Supplied material -

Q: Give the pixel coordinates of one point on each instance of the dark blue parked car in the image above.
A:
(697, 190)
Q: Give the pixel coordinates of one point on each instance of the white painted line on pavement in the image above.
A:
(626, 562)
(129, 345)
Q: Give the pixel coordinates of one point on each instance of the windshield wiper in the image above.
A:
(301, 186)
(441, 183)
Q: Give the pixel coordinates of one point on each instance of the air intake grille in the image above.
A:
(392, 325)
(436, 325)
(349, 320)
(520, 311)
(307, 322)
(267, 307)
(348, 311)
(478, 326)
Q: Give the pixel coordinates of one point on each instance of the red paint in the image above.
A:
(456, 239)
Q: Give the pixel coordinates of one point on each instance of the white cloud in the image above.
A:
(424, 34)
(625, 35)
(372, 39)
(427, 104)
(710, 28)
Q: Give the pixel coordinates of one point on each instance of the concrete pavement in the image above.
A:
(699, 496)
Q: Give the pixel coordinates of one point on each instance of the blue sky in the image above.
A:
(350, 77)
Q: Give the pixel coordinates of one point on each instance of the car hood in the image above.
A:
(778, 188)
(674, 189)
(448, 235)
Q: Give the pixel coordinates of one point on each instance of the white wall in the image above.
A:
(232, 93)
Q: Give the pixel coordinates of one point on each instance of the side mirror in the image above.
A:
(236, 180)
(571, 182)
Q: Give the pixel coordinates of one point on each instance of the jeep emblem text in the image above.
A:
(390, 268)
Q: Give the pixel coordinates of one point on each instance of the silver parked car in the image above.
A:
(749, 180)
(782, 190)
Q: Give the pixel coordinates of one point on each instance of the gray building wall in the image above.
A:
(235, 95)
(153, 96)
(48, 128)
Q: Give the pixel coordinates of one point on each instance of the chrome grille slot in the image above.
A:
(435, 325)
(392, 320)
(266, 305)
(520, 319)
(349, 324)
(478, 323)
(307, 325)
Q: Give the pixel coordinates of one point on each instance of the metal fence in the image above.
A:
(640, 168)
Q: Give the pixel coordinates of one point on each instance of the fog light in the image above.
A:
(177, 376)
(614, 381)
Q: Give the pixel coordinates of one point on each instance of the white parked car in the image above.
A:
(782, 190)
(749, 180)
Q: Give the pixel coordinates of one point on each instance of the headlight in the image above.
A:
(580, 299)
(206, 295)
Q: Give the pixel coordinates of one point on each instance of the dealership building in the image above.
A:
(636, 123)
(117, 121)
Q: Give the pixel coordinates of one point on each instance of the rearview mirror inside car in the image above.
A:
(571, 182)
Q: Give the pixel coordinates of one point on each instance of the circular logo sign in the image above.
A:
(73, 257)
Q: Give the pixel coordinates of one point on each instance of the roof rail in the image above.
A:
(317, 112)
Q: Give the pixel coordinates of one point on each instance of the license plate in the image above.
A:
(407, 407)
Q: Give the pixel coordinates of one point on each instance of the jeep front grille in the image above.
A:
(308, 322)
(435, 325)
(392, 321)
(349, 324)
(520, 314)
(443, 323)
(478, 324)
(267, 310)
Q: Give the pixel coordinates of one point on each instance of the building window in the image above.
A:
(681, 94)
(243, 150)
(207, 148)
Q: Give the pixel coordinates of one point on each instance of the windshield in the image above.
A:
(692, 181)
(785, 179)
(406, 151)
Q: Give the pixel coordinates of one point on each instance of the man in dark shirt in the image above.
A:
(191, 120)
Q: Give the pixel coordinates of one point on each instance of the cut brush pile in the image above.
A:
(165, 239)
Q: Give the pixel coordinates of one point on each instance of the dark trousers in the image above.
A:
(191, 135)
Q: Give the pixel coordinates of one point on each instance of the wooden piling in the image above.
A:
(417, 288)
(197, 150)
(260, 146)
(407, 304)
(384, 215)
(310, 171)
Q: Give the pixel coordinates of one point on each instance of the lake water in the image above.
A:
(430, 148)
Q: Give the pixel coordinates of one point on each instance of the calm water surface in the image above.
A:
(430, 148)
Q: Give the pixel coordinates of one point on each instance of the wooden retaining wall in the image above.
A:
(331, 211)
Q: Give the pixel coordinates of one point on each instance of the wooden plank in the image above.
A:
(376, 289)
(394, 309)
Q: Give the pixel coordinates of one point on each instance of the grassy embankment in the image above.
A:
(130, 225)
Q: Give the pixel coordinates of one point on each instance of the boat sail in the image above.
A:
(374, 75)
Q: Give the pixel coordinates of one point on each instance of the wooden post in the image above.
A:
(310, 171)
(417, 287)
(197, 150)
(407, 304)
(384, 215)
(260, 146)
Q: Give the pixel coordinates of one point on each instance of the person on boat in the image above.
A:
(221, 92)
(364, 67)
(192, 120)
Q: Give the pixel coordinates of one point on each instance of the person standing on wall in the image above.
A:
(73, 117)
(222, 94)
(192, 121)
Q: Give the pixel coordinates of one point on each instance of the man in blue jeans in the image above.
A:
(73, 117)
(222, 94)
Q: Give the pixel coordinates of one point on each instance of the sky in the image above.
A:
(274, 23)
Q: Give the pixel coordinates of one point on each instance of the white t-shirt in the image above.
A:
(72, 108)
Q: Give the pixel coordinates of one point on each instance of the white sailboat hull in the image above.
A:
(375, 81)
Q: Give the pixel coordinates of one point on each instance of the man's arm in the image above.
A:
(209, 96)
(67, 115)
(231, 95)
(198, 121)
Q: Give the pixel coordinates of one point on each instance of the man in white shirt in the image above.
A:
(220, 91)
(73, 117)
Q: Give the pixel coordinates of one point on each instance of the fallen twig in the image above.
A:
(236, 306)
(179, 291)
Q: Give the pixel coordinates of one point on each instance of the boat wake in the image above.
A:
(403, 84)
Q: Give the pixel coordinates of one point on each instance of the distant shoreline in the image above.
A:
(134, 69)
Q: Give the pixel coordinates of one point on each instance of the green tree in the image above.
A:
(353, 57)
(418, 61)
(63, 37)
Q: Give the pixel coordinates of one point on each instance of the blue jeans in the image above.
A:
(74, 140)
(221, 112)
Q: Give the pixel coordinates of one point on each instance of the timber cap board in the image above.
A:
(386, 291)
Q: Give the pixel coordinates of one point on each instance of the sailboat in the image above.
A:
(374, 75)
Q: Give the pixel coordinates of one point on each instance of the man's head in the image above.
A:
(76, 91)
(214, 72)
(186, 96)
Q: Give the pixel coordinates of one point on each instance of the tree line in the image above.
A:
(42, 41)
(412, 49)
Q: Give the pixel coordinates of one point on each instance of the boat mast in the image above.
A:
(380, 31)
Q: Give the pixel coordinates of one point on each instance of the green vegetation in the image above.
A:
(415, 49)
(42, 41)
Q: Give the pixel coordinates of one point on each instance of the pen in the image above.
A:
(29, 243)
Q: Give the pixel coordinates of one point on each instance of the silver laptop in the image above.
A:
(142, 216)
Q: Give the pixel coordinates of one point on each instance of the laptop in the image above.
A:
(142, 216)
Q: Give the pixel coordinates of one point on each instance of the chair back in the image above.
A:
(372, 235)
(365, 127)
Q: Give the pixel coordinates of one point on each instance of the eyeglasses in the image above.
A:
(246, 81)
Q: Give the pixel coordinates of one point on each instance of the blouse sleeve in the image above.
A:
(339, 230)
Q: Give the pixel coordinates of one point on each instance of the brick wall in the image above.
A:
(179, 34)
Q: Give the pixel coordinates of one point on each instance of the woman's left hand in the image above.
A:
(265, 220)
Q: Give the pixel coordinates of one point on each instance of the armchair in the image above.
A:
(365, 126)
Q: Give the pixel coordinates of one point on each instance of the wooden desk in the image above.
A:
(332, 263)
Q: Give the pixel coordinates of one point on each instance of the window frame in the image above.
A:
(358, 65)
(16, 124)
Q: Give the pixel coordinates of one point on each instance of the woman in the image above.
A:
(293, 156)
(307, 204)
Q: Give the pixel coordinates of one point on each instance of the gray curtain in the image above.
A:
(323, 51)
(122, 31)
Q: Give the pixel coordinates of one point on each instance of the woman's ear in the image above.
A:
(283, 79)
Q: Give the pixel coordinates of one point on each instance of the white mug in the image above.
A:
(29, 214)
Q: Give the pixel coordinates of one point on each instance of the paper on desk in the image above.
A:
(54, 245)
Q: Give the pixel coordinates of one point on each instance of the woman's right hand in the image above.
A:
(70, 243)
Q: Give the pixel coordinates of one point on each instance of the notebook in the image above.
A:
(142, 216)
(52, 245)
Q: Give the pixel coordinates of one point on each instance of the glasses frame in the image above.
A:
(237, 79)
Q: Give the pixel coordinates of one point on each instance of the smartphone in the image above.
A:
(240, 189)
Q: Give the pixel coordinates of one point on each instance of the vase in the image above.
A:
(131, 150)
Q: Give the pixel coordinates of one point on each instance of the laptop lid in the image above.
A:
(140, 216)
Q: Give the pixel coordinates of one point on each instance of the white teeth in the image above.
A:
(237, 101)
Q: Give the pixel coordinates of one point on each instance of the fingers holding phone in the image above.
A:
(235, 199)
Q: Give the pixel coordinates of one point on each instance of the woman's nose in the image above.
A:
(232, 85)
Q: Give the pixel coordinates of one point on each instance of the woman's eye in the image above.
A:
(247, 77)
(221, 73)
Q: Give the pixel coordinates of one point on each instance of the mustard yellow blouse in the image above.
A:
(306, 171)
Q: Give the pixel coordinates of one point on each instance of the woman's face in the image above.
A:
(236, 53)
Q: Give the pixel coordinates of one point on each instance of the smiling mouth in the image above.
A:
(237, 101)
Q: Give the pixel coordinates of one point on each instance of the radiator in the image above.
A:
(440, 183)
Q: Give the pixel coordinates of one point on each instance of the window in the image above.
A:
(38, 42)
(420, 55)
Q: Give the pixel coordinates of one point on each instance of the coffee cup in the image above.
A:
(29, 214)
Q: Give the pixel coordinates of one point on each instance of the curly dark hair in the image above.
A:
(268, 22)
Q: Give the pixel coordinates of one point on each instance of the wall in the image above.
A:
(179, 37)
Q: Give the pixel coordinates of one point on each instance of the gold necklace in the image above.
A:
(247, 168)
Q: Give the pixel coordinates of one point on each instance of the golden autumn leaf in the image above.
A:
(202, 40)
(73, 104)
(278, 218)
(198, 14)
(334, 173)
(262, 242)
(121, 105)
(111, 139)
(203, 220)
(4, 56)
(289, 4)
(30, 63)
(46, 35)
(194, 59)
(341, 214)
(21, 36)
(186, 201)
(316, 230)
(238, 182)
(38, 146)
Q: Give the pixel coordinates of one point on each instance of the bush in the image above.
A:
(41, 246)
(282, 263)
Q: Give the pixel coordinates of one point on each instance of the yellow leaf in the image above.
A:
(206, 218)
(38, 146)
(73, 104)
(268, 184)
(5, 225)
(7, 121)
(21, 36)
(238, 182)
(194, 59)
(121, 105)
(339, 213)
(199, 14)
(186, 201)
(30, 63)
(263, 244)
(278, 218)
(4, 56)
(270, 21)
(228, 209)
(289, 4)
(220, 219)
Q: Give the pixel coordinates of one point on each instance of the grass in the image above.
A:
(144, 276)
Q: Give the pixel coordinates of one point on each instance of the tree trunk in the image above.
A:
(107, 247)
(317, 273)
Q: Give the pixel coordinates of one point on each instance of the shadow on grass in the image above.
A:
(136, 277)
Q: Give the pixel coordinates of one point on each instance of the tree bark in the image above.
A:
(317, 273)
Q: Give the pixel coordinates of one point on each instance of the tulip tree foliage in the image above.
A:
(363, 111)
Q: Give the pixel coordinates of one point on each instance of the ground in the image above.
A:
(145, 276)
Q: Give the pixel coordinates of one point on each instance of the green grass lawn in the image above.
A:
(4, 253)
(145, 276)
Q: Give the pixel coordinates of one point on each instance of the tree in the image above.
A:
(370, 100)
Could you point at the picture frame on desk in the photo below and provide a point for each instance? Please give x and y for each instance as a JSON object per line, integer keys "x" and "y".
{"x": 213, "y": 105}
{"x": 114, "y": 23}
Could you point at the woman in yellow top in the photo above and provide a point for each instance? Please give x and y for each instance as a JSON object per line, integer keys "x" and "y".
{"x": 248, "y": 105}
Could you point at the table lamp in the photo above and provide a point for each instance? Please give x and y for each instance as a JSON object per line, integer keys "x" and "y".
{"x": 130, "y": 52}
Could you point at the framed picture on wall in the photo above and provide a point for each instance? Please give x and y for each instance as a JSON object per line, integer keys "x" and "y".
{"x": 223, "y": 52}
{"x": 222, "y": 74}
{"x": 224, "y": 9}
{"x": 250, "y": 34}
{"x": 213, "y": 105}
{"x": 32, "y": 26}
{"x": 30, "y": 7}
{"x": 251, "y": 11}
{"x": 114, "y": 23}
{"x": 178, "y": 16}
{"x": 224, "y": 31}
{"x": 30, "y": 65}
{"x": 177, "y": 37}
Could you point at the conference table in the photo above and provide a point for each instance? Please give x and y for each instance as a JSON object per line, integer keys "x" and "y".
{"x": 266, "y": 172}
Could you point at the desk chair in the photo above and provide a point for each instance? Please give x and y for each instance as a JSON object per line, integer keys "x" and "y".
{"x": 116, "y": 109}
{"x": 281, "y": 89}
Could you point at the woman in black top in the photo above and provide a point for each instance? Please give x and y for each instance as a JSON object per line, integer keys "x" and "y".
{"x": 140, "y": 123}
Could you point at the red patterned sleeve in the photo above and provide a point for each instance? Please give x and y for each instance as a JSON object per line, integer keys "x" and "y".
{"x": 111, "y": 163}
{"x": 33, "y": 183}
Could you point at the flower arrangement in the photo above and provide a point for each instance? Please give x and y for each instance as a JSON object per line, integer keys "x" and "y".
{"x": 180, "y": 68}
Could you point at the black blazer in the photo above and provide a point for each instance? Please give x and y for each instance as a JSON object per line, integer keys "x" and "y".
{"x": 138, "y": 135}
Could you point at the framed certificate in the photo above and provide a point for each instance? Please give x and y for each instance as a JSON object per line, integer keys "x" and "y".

Task brief -
The expected answer is only a number: the count of lines in this listing that contain the string "leaf".

Task response -
2